--- START ---
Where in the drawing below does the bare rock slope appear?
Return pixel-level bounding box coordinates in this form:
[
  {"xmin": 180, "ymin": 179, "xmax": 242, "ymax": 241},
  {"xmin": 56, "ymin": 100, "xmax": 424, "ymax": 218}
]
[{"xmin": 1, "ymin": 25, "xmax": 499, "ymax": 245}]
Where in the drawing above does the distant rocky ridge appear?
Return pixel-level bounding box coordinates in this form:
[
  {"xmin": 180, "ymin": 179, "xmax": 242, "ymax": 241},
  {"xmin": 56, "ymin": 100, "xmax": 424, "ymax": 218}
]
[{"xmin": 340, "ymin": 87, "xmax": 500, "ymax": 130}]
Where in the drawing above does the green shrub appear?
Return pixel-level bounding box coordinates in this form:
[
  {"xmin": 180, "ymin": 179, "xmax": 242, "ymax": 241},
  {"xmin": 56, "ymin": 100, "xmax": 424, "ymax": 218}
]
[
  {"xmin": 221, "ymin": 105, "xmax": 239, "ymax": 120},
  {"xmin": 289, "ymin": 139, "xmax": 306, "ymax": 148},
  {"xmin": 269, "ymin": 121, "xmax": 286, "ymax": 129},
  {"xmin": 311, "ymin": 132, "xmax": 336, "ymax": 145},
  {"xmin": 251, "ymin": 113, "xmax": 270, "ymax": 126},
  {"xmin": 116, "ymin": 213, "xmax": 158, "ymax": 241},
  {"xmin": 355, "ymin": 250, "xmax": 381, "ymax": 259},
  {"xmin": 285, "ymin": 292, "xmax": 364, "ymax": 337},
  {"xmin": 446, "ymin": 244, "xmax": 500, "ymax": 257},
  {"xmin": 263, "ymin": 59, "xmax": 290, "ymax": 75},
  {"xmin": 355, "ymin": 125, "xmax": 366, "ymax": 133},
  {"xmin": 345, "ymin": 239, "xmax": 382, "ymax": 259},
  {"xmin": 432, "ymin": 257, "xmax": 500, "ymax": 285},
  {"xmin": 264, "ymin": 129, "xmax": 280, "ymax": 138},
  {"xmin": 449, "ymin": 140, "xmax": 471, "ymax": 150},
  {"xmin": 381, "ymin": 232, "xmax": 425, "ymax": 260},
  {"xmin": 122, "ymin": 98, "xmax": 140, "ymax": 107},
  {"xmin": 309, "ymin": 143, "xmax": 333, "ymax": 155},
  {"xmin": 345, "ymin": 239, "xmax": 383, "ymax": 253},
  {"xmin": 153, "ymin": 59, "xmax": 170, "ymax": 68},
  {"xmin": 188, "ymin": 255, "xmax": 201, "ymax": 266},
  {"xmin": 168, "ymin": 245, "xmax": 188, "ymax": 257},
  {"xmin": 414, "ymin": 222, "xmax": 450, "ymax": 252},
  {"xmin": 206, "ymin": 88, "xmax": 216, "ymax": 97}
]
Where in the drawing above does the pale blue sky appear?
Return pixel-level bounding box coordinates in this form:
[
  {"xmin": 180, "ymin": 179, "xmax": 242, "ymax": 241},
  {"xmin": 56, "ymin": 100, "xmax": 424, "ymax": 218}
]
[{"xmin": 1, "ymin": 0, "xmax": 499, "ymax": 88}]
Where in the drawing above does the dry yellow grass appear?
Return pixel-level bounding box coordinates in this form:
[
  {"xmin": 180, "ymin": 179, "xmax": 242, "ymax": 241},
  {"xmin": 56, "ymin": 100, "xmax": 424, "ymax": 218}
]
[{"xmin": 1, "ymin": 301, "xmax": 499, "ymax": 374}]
--- END ---
**Activity**: Please output all the lines above exactly as given.

**Solution below**:
Where in the drawing below does the bare rock slope appear?
Return pixel-level bounding box coordinates in this form:
[
  {"xmin": 180, "ymin": 179, "xmax": 242, "ymax": 241},
  {"xmin": 56, "ymin": 100, "xmax": 424, "ymax": 218}
]
[{"xmin": 1, "ymin": 25, "xmax": 499, "ymax": 245}]
Where in the drawing above does the distant rocky ridge appear?
Return pixel-level bounding box coordinates in this form:
[
  {"xmin": 180, "ymin": 179, "xmax": 242, "ymax": 241},
  {"xmin": 56, "ymin": 100, "xmax": 424, "ymax": 218}
]
[{"xmin": 340, "ymin": 87, "xmax": 500, "ymax": 130}]
Where in the drawing above does the green shrub appear?
Return pixel-level bounding box coordinates in this form:
[
  {"xmin": 180, "ymin": 179, "xmax": 242, "ymax": 241},
  {"xmin": 56, "ymin": 100, "xmax": 424, "ymax": 218}
]
[
  {"xmin": 221, "ymin": 105, "xmax": 239, "ymax": 120},
  {"xmin": 289, "ymin": 139, "xmax": 306, "ymax": 148},
  {"xmin": 269, "ymin": 121, "xmax": 286, "ymax": 129},
  {"xmin": 311, "ymin": 132, "xmax": 336, "ymax": 145},
  {"xmin": 251, "ymin": 113, "xmax": 270, "ymax": 126},
  {"xmin": 116, "ymin": 213, "xmax": 158, "ymax": 241},
  {"xmin": 355, "ymin": 250, "xmax": 381, "ymax": 259},
  {"xmin": 285, "ymin": 292, "xmax": 364, "ymax": 337},
  {"xmin": 446, "ymin": 244, "xmax": 500, "ymax": 257},
  {"xmin": 263, "ymin": 59, "xmax": 290, "ymax": 75},
  {"xmin": 355, "ymin": 125, "xmax": 366, "ymax": 133},
  {"xmin": 345, "ymin": 239, "xmax": 382, "ymax": 259},
  {"xmin": 432, "ymin": 257, "xmax": 500, "ymax": 285},
  {"xmin": 264, "ymin": 129, "xmax": 280, "ymax": 138},
  {"xmin": 449, "ymin": 140, "xmax": 471, "ymax": 150},
  {"xmin": 381, "ymin": 232, "xmax": 425, "ymax": 260},
  {"xmin": 122, "ymin": 98, "xmax": 140, "ymax": 107},
  {"xmin": 309, "ymin": 143, "xmax": 333, "ymax": 155},
  {"xmin": 345, "ymin": 239, "xmax": 383, "ymax": 253},
  {"xmin": 153, "ymin": 59, "xmax": 170, "ymax": 68},
  {"xmin": 188, "ymin": 255, "xmax": 201, "ymax": 266},
  {"xmin": 168, "ymin": 245, "xmax": 188, "ymax": 257},
  {"xmin": 414, "ymin": 222, "xmax": 450, "ymax": 252},
  {"xmin": 206, "ymin": 88, "xmax": 216, "ymax": 97}
]
Where in the drawing above does the pale blue sky appear?
Return pixel-level bounding box coordinates in this form:
[
  {"xmin": 180, "ymin": 179, "xmax": 242, "ymax": 241},
  {"xmin": 56, "ymin": 100, "xmax": 424, "ymax": 218}
]
[{"xmin": 1, "ymin": 0, "xmax": 499, "ymax": 88}]
Where in the drawing above does the dry yellow grass appear?
Return pixel-level bounding box coordinates in this form:
[
  {"xmin": 180, "ymin": 179, "xmax": 242, "ymax": 241},
  {"xmin": 56, "ymin": 100, "xmax": 424, "ymax": 218}
]
[{"xmin": 1, "ymin": 301, "xmax": 499, "ymax": 374}]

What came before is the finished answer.